- **Page text**
-- Begin --

OMGGGG I GET IT! THANK YOU SO MUCH!!!!!!!! (hope the pie tastes bomb!)

- freckles

l messed up on the crust but the filling should taste great.

- anonymous

haha aww its okay.. tbh ive never had pecan pie.. but i have one last question

- freckles

sure what is it

- anonymous

just curious how old are you bc youre INCREDIBLE at math

- freckles

There is some math superior to me (a lot of math actually) but I'm 30.

- anonymous

##### 1 Attachment

- anonymous

ahh gotcha... that makes me feel ALOT better haha.. im only a senior in high school and if you were my age and that mathematically inclined id be awfully embarrasssed lol

- freckles

I would write purely in terms of sin(x)
which will result in a quadratic equation again:
\[\cos(2x)=\cos^2(x)-\sin^2(x) \\ \cos(2x)=(1-\sin^2(x))-\sin^2(x) \\ \cos(2x)=1-2 \sin^2(x)\]
you would be embarrassed?

- freckles

oops I mean in terms of cos(x)

- freckles

one sec

- anonymous

yes i would bc compared to you im math illiterate...

-- End --

- **Given problem A**
Find each line in the entries that contains the string "young".
The forum thread and the entries after it have no connection to each other.

- **Records provided**
-- Begin --

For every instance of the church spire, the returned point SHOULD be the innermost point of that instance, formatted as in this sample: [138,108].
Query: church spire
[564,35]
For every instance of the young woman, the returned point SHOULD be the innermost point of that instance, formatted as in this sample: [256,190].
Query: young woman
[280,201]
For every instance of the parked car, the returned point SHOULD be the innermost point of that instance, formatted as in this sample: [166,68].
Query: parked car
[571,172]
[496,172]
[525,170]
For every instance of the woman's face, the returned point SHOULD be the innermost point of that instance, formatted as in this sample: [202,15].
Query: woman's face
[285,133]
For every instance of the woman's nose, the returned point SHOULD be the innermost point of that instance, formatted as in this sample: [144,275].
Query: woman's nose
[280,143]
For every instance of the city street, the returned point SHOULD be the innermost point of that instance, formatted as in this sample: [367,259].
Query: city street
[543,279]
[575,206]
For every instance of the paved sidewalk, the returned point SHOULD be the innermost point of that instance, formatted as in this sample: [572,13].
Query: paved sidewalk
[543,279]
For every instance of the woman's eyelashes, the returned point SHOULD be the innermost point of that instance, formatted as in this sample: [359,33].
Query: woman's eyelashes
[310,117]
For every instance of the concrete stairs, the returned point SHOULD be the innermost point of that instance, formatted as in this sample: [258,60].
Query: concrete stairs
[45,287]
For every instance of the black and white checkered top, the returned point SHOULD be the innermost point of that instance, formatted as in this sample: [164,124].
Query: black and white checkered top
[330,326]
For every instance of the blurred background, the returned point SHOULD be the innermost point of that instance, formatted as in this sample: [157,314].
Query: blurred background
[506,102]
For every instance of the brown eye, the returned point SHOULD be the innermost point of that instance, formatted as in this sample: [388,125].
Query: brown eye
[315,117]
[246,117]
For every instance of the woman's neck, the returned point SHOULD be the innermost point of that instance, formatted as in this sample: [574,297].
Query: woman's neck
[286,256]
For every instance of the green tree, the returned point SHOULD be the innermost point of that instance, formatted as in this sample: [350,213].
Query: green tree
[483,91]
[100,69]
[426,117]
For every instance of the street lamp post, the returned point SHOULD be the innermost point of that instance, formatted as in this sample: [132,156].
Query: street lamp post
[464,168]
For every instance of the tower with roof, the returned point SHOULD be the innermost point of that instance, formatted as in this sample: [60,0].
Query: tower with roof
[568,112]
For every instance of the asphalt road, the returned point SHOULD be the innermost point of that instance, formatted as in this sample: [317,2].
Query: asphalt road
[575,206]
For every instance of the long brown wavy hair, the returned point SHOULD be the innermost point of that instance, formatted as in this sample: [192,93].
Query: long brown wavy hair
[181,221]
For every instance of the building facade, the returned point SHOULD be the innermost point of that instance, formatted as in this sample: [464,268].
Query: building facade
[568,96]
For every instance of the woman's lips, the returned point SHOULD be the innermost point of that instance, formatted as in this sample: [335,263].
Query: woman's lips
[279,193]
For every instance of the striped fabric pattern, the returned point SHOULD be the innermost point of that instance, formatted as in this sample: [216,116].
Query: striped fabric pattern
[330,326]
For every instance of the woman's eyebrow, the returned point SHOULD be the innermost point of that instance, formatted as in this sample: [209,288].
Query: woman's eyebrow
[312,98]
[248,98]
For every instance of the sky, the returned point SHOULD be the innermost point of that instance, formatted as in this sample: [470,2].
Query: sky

-- End --

- **Given problem B**
Rewrite the forum thread from "haha aww its" up to and including "but I'm 30.", changing "pecan pie" to "apple pie".

- **Complete output A**
For every instance of the young woman, the returned point SHOULD be the innermost point of that instance, formatted as in this sample: [256,190].
Query: young woman

- **Complete output B**
haha aww its okay.. tbh ive never had apple pie.. but i have one last question

- freckles

sure what is it

- anonymous

just curious how old are you bc youre INCREDIBLE at math

- freckles

There is some math superior to me (a lot of math actually) but I'm 30.